However, as the Robinhood case makes clear, a high-risk financial product offering can easily be masked as a financial-management one or otherwise marketed in ways that lead consumers astray. “Robo-advice” investment products are particularly problematic in this respect since all of the AI bias and determinism problems cited above could well pick investment offerings in ways that turn out to profit the product provider, not to protect vulnerable customers or genuinely to meet retirement-savings goals. If the models are set for the primary purpose of provider profit, then algorithmic determinism ensures that even a heartfelt secondary goal – i.e., customer investment return – may fall by the wayside.

The Securities and Exchange Commission regulates and sanctions broker-dealers, but its ability to do so is complicated not only by the opaque nature of these services, but also the uncertain extent to which a registered broker is involved. The FTC has jurisdiction over misrepresented products, but its enforcement reach is limited no matter the cost to the customer of erroneous product or advice.

Equality risk comes not only from the loans, deposit products, or advice a vulnerable consumer selects from a technology-based provider. Payment services, especially those that directly interface with the borrower, also pose equality risks due to possible loss of funds and/or ancillary, undisclosed use of personal or transaction data. Payment services at their simplest take funds from one person and transfer them to another individual or business. If funds are lost along the way, then harm is done at one or both ends of the transaction in ways that can be critical to a lower-income customer’s financial survival. Currently, four in ten adults in the U.S.25 – roughly 100 million Americans – have less than $400 readily on hand. One lost paycheck or remittance from a family member can thus spell immediate, acute financial distress.

Notably, unregulated start-up companies such as Plaid Inc. that thrive on venture capital and aggressive acquisitions often lie at the heart of data interchanges between non-bank payment products such as Venmo and consumer bank accounts. How secure these are from an increasing number of risks is uncertain, as is firm capacity to make consumers whole in the event of loss. What if a glitch means that a consumer’s rent doesn’t make it to the landlord? Who pays the late fees or, even more critical, defends the payor from eviction? Remittance services that transfer funds from immigrant households to family members in a home country are already being targeted by Facebook and smaller digital-currency ventures; whether these would even work has yet to be demonstrated but experimentation puts the customer – not the provider – at risk given the absence yet again of a clear body of U.S. law and rule that protects the vulnerable.

Finally, even if products are prudent and equality-helpful, the personal data on which offerings are based may well be used by the provider for many purposes – e.g., third-party sale, related- product pricing – unknown to the customer and potentially dangerous to him or to her. As platforms increasingly offer an array of services using single identifiers, consumer convenience increases but so do an array of security, integrity, and financial risks. These data have tremendous monetary value to providers, but a consumer’s right to his or her own data is at best unclear. If a tech-based entity falters, it could well try to realize the monetary value of these data in ways that then put consumers at risk. If the provider fails, data with great value to a consumer could be irretrievably lost, forcing households to rebuild credit histories or otherwise reconstruct financial profiles in ways sure to cost them dearly in terms of not only money, but also time. Data security for such high-value personal information is also at best uncertain. Lower-income households have a thin margin of financial error – if they have any margin at all. Thus, inappropriate, deceptive, or hidden-risk products do disproportionate damage to them and, thereby, to U.S. economic equality.

------------

Goal 1: From the records below, gather every line that contains the string "painted". Treat uppercase and lowercase letters as distinct.

------------

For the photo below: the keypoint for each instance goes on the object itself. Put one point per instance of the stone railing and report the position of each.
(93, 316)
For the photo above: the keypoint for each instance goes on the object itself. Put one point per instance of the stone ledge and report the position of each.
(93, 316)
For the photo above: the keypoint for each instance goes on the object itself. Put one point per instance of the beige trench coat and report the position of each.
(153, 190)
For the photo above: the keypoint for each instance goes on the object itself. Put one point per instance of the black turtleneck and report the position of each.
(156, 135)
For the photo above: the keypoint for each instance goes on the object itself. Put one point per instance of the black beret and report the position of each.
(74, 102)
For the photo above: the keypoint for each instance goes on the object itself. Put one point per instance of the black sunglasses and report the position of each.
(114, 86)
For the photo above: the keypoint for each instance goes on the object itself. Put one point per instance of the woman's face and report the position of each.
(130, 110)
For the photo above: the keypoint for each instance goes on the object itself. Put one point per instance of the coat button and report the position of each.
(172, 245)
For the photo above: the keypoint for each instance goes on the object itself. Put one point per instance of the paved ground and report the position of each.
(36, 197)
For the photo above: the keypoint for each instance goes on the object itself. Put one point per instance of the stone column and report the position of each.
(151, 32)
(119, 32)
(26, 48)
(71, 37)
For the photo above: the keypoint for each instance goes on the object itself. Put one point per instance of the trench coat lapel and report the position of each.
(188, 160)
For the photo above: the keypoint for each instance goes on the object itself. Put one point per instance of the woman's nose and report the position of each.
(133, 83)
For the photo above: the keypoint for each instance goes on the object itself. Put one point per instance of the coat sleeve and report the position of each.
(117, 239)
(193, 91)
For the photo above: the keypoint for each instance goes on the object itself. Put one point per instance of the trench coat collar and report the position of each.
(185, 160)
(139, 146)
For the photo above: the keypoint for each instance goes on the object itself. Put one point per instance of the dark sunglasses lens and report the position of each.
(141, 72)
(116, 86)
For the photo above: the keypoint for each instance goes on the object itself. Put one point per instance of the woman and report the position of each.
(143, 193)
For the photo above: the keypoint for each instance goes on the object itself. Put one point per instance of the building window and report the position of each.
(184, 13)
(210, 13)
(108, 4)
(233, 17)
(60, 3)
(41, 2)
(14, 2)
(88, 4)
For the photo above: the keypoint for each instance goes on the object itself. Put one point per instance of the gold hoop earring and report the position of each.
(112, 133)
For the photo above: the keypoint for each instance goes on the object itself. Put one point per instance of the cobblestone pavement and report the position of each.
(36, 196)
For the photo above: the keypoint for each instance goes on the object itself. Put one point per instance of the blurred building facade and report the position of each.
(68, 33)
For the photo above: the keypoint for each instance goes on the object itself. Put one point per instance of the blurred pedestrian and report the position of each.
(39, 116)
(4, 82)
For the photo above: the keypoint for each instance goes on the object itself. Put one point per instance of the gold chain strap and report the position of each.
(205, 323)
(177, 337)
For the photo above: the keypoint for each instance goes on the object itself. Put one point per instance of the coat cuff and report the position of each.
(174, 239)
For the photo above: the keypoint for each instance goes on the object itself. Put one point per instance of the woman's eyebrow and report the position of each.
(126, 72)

------------

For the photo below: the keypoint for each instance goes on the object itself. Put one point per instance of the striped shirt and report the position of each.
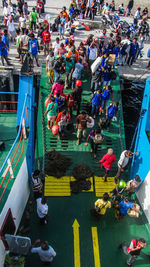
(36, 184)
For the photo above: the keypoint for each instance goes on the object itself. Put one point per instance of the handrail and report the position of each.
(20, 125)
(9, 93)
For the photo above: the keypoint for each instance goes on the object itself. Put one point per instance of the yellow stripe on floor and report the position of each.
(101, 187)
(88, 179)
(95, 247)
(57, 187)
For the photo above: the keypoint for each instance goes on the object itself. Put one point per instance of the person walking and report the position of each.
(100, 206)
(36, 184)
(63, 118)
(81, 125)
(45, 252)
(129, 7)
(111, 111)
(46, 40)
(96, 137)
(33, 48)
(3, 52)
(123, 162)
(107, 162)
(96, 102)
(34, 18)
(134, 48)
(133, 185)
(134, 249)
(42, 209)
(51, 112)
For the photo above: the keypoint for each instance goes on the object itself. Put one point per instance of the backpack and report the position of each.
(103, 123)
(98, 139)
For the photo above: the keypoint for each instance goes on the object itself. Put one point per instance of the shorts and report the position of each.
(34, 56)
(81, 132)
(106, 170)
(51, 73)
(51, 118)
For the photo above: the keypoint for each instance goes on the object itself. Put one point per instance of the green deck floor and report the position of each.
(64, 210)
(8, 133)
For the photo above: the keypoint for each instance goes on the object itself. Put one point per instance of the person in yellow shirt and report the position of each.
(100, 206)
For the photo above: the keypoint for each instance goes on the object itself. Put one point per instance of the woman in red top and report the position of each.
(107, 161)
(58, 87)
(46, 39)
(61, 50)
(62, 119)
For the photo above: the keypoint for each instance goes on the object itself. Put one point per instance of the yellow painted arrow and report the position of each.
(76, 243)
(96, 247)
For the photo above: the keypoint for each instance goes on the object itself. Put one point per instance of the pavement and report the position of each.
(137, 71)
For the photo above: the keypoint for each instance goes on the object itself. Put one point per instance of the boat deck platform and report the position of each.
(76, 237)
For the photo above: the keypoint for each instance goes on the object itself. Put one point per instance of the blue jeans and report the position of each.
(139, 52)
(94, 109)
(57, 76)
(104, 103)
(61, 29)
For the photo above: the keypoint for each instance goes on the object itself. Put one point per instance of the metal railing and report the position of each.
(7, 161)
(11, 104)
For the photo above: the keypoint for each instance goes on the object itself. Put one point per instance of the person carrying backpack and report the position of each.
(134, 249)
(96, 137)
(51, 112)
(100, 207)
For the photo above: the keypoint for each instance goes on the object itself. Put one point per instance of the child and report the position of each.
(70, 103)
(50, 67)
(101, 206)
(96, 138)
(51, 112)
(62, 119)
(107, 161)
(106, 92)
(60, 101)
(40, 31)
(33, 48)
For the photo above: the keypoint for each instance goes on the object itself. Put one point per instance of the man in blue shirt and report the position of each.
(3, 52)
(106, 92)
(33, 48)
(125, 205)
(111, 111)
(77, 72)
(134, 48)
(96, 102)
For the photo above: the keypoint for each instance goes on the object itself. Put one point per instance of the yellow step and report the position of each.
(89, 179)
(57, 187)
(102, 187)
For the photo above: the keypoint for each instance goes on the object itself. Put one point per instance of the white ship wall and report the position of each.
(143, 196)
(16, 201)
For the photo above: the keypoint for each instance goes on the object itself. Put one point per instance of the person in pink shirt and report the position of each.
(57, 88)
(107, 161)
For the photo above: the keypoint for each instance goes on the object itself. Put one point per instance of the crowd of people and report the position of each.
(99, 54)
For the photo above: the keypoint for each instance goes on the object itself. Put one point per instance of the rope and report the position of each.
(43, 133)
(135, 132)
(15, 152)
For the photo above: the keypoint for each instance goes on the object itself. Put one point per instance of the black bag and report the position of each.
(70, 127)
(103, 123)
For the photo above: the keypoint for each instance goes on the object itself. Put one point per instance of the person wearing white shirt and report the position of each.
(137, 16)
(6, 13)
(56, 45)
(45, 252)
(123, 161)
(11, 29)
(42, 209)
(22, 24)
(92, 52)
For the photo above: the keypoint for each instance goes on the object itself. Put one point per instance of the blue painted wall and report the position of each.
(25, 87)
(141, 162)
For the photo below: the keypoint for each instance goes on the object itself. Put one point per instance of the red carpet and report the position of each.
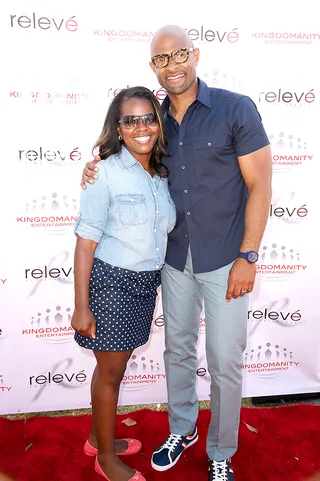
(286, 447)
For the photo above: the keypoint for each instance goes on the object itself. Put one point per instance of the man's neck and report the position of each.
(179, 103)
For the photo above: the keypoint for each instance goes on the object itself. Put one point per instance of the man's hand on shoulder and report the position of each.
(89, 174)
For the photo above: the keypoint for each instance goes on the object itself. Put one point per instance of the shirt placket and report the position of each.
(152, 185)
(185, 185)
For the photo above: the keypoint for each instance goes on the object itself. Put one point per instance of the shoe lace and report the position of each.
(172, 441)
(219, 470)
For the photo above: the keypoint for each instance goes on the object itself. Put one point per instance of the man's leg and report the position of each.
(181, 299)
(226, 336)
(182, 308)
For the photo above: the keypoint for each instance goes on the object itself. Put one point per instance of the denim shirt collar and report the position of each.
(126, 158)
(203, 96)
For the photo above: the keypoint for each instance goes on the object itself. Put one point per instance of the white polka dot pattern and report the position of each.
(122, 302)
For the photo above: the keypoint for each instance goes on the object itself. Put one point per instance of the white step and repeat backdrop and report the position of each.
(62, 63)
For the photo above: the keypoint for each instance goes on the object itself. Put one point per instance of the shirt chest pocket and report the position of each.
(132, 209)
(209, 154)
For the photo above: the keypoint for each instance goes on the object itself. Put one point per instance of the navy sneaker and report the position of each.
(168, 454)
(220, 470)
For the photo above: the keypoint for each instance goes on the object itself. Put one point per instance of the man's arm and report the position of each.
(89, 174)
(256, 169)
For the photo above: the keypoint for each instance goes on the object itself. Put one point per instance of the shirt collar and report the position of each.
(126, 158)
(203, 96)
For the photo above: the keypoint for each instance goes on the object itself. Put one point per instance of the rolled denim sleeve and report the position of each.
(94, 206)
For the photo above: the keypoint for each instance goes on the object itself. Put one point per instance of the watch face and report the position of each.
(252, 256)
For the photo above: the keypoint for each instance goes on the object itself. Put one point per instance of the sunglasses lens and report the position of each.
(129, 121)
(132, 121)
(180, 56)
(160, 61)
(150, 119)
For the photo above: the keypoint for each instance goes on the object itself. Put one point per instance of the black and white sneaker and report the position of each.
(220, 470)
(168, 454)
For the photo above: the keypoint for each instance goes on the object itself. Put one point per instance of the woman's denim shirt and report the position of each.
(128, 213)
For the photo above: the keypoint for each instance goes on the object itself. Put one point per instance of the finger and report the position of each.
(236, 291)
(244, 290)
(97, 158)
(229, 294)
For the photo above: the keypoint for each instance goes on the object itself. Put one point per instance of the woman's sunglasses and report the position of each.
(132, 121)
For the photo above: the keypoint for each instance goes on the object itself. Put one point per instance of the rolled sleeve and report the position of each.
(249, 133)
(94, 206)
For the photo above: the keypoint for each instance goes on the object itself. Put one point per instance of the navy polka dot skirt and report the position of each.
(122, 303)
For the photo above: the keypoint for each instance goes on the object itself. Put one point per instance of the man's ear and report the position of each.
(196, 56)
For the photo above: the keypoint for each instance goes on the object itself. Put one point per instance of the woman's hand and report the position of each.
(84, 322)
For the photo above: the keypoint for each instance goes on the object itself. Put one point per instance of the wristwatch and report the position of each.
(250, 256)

------------

Goal 2: Translate this sentence from the text on technology-based financial products into Spanish: "Payment services at their simplest take funds from one person and transfer them to another individual or business."

Worked solution 1:
For the photo above: the keypoint for each instance goes on the object itself. Put one point per instance of the yellow painted arrow and report the position of each.
For the photo above: the keypoint for each instance goes on the object itself. Put one point per instance of the blue painted wall and report the position of each.

Worked solution 2: Los servicios de pago, en su forma más sencilla, toman fondos de una persona y los transfieren a otra persona o a una empresa.